> [Passage to read]
#####

6 March 2023

'Our role in the transition goes beyond labelled bonds'

Luxembourg Stock Exchange has a role to play in providing transparency on net zero plans, its CEO Julie Becker tells Peter Cripps

The Luxembourg Stock Exchange (LuxSE) has a key role to play in helping to advance sustainable finance, its CEO said, and its activities must go beyond its pioneering 'green exchange'.

Julie Becker – who became the exchange's first female CEO in April 2021, but was previously the head of LGX, its award-winning green exchange – said her vision is for the firm to "become a leading sustainable finance and information solution provider for capital markets".

She described LGX as a success, as it hosts some 3,100 securities, and has helped make Luxembourg the leading hub for green, social and sustainability (GSS) bonds, which represented almost 20% of the value of all new bonds listed on LuxSE in the course of 2022.

LGX has won the title of Exchange of the Year in Environmental Finance's Green Bond Awards for five years in a row.

While she predicted that the number of GSS bonds "will only grow", she added that LuxSE has a broader role to play in the transition to a sustainable economy, including helping to boost transparency and educate the market about sustainability issues.

"Stock exchanges have a key role to play in making sustainable finance mainstream and accelerating the transition and transformation of finance," she told Environmental Finance. "I said a few years ago that finance will become sustainable by default. We are still not there, but I am still convinced of the [importance of the] ultimate objective.

"[LuxSE is] a meeting point [between issuers and investors], making sure we can facilitate access to finance and reorient capital flows in the right direction. But we also have a role to protect investors and we can do so by educating them and making sure accurate and up-to-date data are made available to them to make informed investment decisions.

"Sustainable finance is not limited to LGX, it is a company-wide topic, embedded in everything we do."

LGX in figures:

LGX claims to display a leading share of the world's listed, sustainable bonds as well as funds and bonds from climate-aligned issuers.

These include:

  • 1,600 labelled bonds;
  • 1,400 share classes; and
  • 150 non labelled bonds issued by 'climate-aligned' issuers.

LGX saw €206.6 billion of issues in 2022, a slight decrease against €246 billion in 2021, reflecting market conditions.
Overall, there were 3,100 securities displayed on LGX at the end of 2022.

Issuers issuing and listing conventional bonds on LuxSE are currently not required to disclose their net zero transition plans, explains Becker.

"However, given the crucial role that exchanges play in decarbonising the world economy, we are currently structuring our thinking and our approach on this topic to find the best way to encourage and accompany issuers to innovate and accelerate their transition – and thereby keep and strengthen the trust of investors, who are increasingly taking into account climate risks and other emerging risk scenarios."

Although the discussion within the exchange is still at the "early stages", she says it can help issuers of all types "to be aware of their impact on the environment and that they have to shift their business model" to a net zero trajectory, she argues.

"That's the responsibility, if not the duty, of an exchange. Otherwise, in 30 years [some companies] will not exist any more.

"They need to shift. We cannot oblige them, but we have the responsibility to make them aware and to encourage them.

#####

Data items:

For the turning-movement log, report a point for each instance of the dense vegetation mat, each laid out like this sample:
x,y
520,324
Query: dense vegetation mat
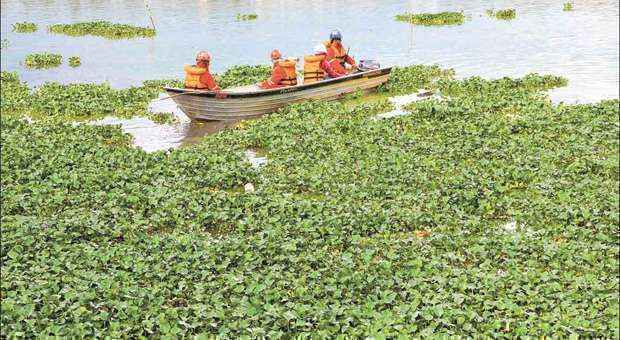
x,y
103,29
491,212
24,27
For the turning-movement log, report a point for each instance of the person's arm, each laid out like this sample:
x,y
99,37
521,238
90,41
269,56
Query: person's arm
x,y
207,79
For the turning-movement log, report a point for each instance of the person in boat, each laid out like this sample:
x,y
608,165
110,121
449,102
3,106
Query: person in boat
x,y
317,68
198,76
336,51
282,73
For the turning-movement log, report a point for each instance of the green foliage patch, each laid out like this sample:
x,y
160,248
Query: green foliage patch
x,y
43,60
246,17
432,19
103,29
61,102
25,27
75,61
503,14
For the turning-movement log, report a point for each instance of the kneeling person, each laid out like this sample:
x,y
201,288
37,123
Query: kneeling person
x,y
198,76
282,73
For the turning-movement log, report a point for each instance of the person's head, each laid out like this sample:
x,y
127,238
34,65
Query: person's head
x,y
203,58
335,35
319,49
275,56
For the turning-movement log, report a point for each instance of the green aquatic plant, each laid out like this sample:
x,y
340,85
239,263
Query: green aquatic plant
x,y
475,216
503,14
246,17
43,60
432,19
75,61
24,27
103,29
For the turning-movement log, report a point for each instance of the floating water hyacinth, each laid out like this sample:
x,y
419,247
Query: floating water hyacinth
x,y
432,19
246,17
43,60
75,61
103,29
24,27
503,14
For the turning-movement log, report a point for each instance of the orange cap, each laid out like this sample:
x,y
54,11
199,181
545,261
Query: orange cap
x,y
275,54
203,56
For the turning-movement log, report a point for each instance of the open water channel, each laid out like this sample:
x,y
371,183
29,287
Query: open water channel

#####

> [The tasks]
A – Please copy the article on the Luxembourg Stock Exchange from "LGX claims to" to "plans, explains Becker.".
B – Repeat the rows word for word, from the line with "the green aquatic" through the last line of the rows.

> [Replies]
A –
LGX claims to display a leading share of the world's listed, sustainable bonds as well as funds and bonds from climate-aligned issuers.

These include:

  • 1,600 labelled bonds;
  • 1,400 share classes; and
  • 150 non labelled bonds issued by 'climate-aligned' issuers.

LGX saw €206.6 billion of issues in 2022, a slight decrease against €246 billion in 2021, reflecting market conditions.
Overall, there were 3,100 securities displayed on LGX at the end of 2022.

Issuers issuing and listing conventional bonds on LuxSE are currently not required to disclose their net zero transition plans, explains Becker.

B –
For the turning-movement log, report a point for each instance of the green aquatic plant, each laid out like this sample:
x,y
340,85
239,263
Query: green aquatic plant
x,y
475,216
503,14
246,17
43,60
432,19
75,61
24,27
103,29
For the turning-movement log, report a point for each instance of the floating water hyacinth, each laid out like this sample:
x,y
419,247
Query: floating water hyacinth
x,y
432,19
246,17
43,60
75,61
103,29
24,27
503,14
For the turning-movement log, report a point for each instance of the orange cap, each laid out like this sample:
x,y
54,11
199,181
545,261
Query: orange cap
x,y
275,54
203,56
For the turning-movement log, report a point for each instance of the open water channel, each laid out like this sample:
x,y
371,183
29,287
Query: open water channel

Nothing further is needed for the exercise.